[DIRECTION] Rewrite the items below, replacing "Respond with" with "Answer with" wherever it occurs and changing nothing else.

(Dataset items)
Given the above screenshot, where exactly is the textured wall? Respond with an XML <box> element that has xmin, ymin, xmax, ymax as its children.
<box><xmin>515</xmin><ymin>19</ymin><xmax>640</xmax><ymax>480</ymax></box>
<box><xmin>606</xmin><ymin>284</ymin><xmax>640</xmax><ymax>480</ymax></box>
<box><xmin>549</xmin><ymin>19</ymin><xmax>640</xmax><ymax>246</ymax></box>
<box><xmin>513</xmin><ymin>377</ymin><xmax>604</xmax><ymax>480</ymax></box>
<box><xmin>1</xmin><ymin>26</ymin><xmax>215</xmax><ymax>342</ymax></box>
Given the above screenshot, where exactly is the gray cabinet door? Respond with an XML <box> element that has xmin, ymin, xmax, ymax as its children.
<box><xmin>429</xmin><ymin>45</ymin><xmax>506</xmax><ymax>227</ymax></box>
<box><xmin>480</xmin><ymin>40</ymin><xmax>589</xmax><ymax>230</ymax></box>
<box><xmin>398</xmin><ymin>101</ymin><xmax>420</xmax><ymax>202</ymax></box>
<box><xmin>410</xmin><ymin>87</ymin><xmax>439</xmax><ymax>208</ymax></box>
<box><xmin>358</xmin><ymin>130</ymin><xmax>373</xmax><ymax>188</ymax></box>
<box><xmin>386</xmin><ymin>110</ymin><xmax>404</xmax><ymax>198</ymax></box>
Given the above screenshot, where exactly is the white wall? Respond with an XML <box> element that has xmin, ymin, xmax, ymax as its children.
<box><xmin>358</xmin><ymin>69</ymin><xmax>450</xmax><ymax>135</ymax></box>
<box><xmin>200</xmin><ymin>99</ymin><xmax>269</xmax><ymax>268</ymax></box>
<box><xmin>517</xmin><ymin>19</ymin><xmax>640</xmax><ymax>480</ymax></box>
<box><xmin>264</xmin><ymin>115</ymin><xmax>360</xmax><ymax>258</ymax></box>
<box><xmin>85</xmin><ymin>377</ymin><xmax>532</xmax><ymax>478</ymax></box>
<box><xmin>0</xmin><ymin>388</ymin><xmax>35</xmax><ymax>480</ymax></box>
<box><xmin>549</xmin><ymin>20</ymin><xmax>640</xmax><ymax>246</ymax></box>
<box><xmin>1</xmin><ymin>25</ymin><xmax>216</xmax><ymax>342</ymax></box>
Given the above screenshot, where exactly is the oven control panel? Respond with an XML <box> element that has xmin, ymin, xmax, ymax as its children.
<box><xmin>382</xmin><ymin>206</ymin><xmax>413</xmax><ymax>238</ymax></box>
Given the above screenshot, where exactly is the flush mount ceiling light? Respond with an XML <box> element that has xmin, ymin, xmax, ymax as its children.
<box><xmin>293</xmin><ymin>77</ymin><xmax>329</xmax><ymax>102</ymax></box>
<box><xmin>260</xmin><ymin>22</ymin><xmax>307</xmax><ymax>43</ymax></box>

[COMPLETE ANSWER]
Given the above screenshot, where exactly is the textured wall? Answer with an XML <box> element that has xmin, ymin, xmax, ymax as its children.
<box><xmin>515</xmin><ymin>19</ymin><xmax>640</xmax><ymax>480</ymax></box>
<box><xmin>606</xmin><ymin>284</ymin><xmax>640</xmax><ymax>480</ymax></box>
<box><xmin>549</xmin><ymin>19</ymin><xmax>640</xmax><ymax>246</ymax></box>
<box><xmin>513</xmin><ymin>377</ymin><xmax>604</xmax><ymax>480</ymax></box>
<box><xmin>1</xmin><ymin>26</ymin><xmax>215</xmax><ymax>342</ymax></box>
Given the above screenshot, where exactly is the gray cabinet door? Answer with an XML <box> element that has xmin, ymin, xmax, ymax as its children.
<box><xmin>429</xmin><ymin>45</ymin><xmax>506</xmax><ymax>227</ymax></box>
<box><xmin>480</xmin><ymin>40</ymin><xmax>589</xmax><ymax>230</ymax></box>
<box><xmin>398</xmin><ymin>101</ymin><xmax>420</xmax><ymax>202</ymax></box>
<box><xmin>410</xmin><ymin>87</ymin><xmax>439</xmax><ymax>208</ymax></box>
<box><xmin>358</xmin><ymin>130</ymin><xmax>373</xmax><ymax>188</ymax></box>
<box><xmin>386</xmin><ymin>110</ymin><xmax>404</xmax><ymax>198</ymax></box>
Given the above screenshot, where exactly is the white wall? Answer with an XML <box> element that has xmin, ymin, xmax, ymax as its children.
<box><xmin>358</xmin><ymin>69</ymin><xmax>450</xmax><ymax>135</ymax></box>
<box><xmin>200</xmin><ymin>99</ymin><xmax>269</xmax><ymax>268</ymax></box>
<box><xmin>517</xmin><ymin>19</ymin><xmax>640</xmax><ymax>480</ymax></box>
<box><xmin>264</xmin><ymin>115</ymin><xmax>360</xmax><ymax>258</ymax></box>
<box><xmin>85</xmin><ymin>377</ymin><xmax>532</xmax><ymax>478</ymax></box>
<box><xmin>0</xmin><ymin>388</ymin><xmax>35</xmax><ymax>480</ymax></box>
<box><xmin>549</xmin><ymin>20</ymin><xmax>640</xmax><ymax>246</ymax></box>
<box><xmin>1</xmin><ymin>25</ymin><xmax>216</xmax><ymax>342</ymax></box>
Given the above screenshot, where exactly is the oven control panel? Answer with an XML <box> element that has xmin, ymin, xmax, ymax as its children.
<box><xmin>382</xmin><ymin>206</ymin><xmax>413</xmax><ymax>238</ymax></box>
Given the above screenshot, where exactly is the flush mount ceiling light? Answer with an XML <box> element that has xmin, ymin, xmax, ymax as its children.
<box><xmin>293</xmin><ymin>77</ymin><xmax>329</xmax><ymax>102</ymax></box>
<box><xmin>260</xmin><ymin>22</ymin><xmax>307</xmax><ymax>43</ymax></box>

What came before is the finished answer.